Text provided —
■ ■ ■ ■

By Jason Palmer Science and technology reporter, BBC News

Researchers have demonstrated a striking method to reconstruct words, based on

the brain waves of patients thinking of those words.

The technique reported in PLoS Biology relies on gathering electrical signals

directly from patients' brains.

Based on signals from listening patients, a computer model was used to

reconstruct the sounds of words that patients were thinking of.

The method may in future help comatose and locked-in patients communicate.

Several approaches have in recent years suggested that scientists are closing

in on methods to tap into our very thoughts.

In a 2011 study, participants with electrodes in direct brain contact were able

to move a cursor on a screen by simply thinking of vowel sounds.

A technique called functional magnetic resonance imaging to track blood flow in

the brain has shown promise for identifying which words or ideas someone may be

thinking about.

By studying patterns of blood flow related to particular images, Jack Gallant's

group at the University of California Berkeley showed in September that

patterns can be used to guess images being thought of - recreating "movies in

the mind".

All in the mind

Now, Brian Pasley of the University of California, Berkeley and a team of

colleagues have taken that "stimulus reconstruction" work one step further.

■ ■ ■ ■

Supplied records —
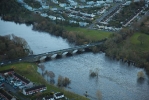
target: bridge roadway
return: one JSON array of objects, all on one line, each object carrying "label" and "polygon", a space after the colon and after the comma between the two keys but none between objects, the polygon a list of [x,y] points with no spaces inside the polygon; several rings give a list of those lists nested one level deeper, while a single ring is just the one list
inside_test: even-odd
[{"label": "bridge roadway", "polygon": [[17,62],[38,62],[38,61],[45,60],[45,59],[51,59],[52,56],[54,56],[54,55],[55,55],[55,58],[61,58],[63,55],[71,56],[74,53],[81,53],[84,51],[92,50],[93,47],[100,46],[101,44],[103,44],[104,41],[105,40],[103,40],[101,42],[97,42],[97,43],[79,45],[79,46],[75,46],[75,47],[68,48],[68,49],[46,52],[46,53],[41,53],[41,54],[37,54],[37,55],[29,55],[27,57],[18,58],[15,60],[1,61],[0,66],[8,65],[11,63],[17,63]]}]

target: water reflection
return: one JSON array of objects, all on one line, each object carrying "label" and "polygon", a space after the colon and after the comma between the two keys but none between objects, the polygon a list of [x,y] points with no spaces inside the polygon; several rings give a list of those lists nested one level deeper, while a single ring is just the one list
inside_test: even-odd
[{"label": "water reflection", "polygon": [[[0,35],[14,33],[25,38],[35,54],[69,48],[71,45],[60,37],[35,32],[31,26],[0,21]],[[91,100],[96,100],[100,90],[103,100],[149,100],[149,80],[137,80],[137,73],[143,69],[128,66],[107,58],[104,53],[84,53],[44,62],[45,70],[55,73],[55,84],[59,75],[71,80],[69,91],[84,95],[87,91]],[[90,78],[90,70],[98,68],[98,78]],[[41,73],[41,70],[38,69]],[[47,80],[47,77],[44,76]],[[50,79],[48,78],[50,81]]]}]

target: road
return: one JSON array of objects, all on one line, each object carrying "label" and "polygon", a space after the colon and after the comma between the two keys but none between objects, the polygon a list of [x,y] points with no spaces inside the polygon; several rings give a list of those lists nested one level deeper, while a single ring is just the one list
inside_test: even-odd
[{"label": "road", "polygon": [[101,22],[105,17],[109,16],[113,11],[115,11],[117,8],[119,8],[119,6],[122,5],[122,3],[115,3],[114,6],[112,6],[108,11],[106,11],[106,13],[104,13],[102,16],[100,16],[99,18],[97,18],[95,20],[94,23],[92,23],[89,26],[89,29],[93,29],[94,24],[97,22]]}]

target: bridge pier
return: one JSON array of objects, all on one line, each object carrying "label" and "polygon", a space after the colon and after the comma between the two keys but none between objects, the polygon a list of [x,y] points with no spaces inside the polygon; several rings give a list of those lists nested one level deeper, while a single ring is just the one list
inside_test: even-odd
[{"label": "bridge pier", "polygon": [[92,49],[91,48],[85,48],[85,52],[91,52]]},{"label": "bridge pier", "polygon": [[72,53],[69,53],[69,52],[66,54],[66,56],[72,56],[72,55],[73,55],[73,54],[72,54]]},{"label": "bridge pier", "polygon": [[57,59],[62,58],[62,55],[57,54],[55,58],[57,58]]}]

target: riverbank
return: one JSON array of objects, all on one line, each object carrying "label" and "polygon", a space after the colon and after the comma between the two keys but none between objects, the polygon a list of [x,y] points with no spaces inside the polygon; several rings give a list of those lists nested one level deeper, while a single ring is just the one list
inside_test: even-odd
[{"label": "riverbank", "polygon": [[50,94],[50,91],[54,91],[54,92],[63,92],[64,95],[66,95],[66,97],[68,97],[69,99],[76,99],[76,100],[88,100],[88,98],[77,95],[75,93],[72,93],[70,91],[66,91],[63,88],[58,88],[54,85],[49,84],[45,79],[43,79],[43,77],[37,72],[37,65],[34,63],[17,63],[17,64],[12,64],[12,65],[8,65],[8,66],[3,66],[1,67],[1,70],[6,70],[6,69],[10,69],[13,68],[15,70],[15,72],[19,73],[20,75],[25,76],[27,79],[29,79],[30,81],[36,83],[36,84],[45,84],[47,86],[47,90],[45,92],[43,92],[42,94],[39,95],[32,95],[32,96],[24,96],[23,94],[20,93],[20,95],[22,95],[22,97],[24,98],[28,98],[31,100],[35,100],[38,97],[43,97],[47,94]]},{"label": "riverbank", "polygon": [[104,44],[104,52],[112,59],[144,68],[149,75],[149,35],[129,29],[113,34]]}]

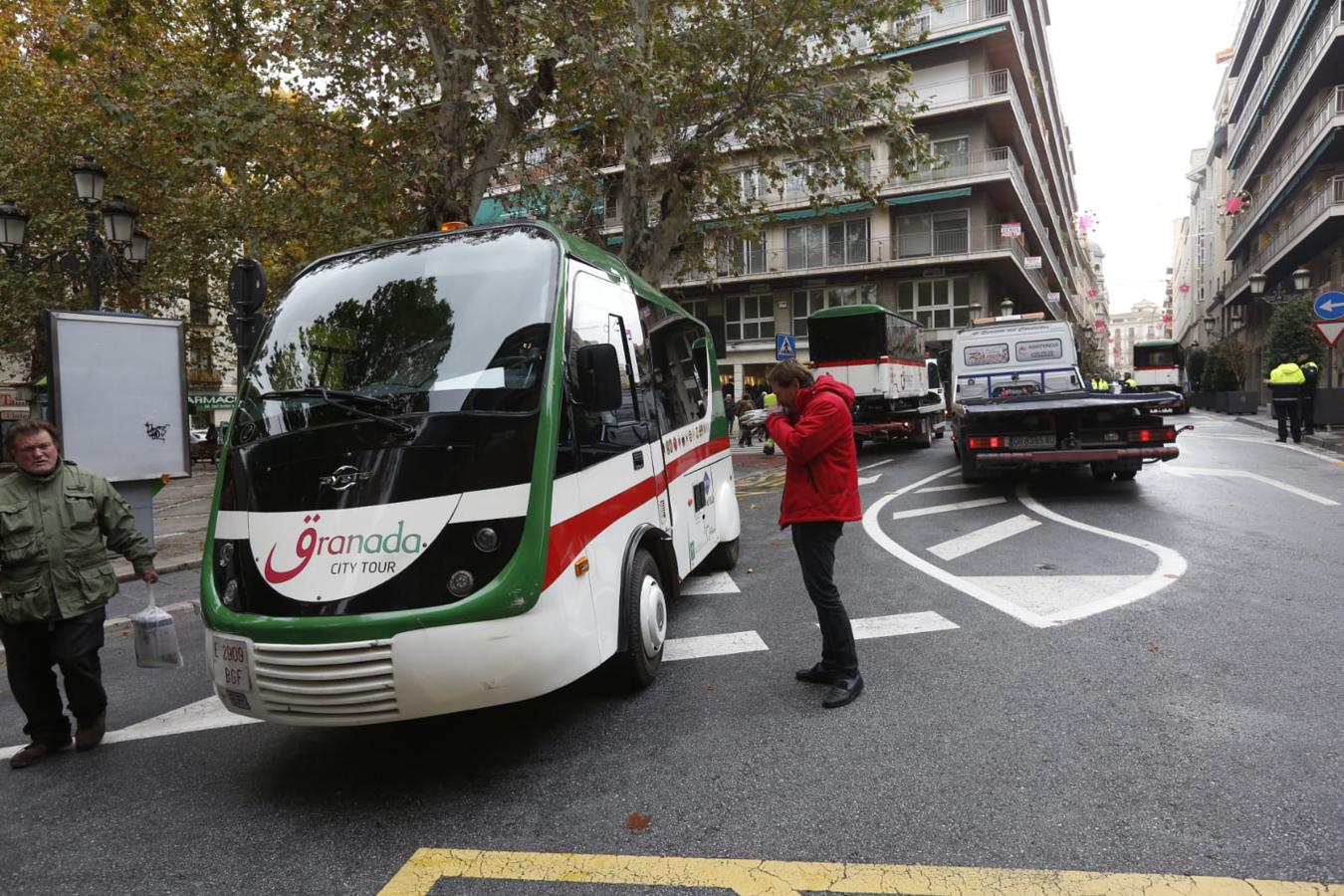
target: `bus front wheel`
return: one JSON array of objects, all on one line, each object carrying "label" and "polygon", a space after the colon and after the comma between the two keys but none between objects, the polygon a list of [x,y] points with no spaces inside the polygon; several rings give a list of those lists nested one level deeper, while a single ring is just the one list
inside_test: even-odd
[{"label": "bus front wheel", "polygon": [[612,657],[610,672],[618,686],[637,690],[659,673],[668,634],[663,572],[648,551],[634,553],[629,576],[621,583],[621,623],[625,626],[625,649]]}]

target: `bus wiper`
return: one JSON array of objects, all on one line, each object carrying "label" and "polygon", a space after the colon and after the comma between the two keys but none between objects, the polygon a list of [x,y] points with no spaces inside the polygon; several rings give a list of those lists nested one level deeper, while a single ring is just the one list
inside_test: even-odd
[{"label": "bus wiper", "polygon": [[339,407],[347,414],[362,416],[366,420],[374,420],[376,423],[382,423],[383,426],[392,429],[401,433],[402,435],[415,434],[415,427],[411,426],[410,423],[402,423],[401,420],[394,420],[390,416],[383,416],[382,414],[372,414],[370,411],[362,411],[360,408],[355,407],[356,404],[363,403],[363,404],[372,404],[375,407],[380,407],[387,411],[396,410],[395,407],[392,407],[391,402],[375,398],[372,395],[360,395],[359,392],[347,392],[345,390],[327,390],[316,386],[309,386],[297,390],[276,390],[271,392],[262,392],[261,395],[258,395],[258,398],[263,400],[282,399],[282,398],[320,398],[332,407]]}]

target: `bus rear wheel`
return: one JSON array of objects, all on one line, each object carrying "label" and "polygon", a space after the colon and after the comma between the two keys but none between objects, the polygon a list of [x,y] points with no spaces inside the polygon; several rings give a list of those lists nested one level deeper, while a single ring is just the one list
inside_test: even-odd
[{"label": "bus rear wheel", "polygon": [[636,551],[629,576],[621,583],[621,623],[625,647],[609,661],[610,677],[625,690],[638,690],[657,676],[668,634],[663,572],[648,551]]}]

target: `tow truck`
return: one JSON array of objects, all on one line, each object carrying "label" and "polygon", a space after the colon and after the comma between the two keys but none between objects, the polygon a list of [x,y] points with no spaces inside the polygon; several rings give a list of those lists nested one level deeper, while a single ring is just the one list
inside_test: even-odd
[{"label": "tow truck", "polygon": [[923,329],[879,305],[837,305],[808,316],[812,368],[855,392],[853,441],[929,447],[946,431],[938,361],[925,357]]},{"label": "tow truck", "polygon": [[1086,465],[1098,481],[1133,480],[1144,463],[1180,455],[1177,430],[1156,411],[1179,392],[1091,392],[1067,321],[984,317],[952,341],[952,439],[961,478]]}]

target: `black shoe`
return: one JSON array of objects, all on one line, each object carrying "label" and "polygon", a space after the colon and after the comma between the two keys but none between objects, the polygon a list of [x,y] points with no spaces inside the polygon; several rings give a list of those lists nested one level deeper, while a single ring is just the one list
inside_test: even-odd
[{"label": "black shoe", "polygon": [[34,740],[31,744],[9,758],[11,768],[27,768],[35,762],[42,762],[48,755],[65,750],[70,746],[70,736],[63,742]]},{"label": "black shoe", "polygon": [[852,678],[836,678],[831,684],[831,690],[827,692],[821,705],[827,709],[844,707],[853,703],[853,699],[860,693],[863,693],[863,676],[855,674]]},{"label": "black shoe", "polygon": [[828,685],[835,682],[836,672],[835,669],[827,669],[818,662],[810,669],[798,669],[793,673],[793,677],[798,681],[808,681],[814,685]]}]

■ ■ ■ ■

Exercise directions —
In the brain-wave article, what did participants in the 2011 study move by thinking of vowel sounds? Please answer in a few words. These items come from a different source than the article.

Solution for this problem —
A cursor on a screen.